| To do |
State how many lines in the items below contain the string "runner", and give only that number.
** START OF Entries shown **
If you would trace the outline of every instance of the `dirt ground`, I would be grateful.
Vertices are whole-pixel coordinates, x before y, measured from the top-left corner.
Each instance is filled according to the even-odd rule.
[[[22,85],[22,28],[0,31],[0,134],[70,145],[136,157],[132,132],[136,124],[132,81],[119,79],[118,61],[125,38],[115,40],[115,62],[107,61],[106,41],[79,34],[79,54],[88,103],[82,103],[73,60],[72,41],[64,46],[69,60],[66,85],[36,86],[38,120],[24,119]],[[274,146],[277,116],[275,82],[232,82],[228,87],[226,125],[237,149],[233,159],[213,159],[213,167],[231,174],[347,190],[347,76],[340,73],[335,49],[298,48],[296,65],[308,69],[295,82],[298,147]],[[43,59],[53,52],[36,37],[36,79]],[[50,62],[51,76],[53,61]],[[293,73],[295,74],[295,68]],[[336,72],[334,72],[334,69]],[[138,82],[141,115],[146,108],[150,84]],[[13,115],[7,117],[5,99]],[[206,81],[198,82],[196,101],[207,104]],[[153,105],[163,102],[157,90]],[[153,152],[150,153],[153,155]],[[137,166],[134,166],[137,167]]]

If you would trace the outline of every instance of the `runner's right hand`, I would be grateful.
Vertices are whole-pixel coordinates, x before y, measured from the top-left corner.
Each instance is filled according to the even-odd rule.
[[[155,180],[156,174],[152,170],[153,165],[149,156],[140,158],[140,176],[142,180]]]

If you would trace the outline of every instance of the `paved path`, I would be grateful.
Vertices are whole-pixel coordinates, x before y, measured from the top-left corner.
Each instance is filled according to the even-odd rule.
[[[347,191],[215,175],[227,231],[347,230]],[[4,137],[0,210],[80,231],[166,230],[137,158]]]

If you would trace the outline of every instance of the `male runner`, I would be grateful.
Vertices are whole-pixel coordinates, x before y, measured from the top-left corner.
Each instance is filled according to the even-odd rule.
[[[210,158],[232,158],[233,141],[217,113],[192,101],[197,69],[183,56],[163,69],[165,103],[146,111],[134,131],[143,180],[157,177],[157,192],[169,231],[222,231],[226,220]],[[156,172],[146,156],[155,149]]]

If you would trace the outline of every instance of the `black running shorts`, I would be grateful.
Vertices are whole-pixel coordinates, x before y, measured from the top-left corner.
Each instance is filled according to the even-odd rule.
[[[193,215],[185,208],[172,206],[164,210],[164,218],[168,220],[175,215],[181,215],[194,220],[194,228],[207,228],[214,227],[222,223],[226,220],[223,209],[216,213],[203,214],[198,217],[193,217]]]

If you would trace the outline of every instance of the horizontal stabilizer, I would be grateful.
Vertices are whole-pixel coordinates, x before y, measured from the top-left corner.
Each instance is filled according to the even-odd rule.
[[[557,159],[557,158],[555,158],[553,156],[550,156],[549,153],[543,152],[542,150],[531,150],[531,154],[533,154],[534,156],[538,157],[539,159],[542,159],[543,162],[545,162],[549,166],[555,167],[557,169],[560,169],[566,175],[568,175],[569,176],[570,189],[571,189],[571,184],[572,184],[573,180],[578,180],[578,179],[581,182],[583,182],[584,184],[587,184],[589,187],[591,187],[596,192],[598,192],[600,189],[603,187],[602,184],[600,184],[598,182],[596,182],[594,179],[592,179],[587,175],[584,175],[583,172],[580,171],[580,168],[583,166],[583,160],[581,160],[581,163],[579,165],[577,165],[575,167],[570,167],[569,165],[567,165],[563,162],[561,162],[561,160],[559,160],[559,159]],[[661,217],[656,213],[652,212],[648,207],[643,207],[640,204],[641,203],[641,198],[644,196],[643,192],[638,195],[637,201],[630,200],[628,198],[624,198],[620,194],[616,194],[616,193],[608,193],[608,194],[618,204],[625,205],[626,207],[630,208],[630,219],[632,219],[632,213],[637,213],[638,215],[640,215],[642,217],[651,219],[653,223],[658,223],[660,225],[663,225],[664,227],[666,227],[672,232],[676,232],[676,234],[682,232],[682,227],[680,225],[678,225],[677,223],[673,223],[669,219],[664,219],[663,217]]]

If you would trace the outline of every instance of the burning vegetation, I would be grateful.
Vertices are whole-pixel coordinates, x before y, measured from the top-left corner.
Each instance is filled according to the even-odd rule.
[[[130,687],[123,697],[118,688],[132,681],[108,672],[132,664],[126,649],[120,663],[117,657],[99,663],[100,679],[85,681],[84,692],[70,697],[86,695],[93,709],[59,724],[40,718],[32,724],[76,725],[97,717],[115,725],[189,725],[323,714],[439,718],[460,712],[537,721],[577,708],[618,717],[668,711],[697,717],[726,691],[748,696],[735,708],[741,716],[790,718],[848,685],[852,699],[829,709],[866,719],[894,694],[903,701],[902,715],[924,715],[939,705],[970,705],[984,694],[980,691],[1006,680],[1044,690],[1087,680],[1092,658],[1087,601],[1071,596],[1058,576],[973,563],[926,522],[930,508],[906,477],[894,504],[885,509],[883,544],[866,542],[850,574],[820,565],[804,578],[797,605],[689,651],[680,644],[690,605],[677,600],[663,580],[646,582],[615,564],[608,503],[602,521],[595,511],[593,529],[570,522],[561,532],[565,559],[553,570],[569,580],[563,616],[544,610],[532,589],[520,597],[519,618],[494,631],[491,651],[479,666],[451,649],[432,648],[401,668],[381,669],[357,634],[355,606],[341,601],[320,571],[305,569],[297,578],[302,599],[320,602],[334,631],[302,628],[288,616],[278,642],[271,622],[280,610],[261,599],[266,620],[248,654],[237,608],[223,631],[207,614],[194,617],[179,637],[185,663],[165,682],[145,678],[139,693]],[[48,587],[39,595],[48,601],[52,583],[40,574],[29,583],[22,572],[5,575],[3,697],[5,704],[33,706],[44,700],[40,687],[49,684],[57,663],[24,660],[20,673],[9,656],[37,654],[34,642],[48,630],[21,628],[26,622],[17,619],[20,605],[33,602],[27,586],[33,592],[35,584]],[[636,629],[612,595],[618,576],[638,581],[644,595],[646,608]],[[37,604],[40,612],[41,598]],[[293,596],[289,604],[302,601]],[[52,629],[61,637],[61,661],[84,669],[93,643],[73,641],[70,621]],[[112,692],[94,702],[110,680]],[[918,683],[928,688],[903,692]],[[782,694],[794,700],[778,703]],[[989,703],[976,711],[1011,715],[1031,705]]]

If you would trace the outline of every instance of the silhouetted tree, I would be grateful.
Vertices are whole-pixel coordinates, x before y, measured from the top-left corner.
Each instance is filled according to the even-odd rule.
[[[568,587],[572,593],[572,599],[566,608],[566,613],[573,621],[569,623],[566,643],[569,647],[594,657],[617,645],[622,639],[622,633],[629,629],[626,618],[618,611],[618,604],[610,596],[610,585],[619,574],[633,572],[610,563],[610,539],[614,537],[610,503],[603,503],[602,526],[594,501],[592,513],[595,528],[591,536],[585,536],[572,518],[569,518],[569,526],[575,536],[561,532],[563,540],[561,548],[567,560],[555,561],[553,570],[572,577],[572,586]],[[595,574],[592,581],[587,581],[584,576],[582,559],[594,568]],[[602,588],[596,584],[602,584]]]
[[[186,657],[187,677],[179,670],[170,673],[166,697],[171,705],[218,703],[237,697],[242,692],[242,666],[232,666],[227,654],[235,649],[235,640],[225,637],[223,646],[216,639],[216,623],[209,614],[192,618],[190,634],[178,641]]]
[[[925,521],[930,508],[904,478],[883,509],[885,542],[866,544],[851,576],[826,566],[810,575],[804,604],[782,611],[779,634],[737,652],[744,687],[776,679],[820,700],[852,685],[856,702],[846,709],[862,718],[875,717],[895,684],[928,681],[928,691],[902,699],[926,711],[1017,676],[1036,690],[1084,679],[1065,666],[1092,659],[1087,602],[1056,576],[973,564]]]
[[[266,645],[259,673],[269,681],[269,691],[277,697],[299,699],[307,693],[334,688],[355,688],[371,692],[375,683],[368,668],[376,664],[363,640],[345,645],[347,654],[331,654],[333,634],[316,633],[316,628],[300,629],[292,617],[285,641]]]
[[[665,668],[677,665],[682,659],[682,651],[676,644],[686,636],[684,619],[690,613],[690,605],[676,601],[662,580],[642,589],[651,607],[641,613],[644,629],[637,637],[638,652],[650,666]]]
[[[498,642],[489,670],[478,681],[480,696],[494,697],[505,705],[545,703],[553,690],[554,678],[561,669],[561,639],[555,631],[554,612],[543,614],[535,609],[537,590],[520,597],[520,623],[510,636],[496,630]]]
** END OF Entries shown **
| Full output |
2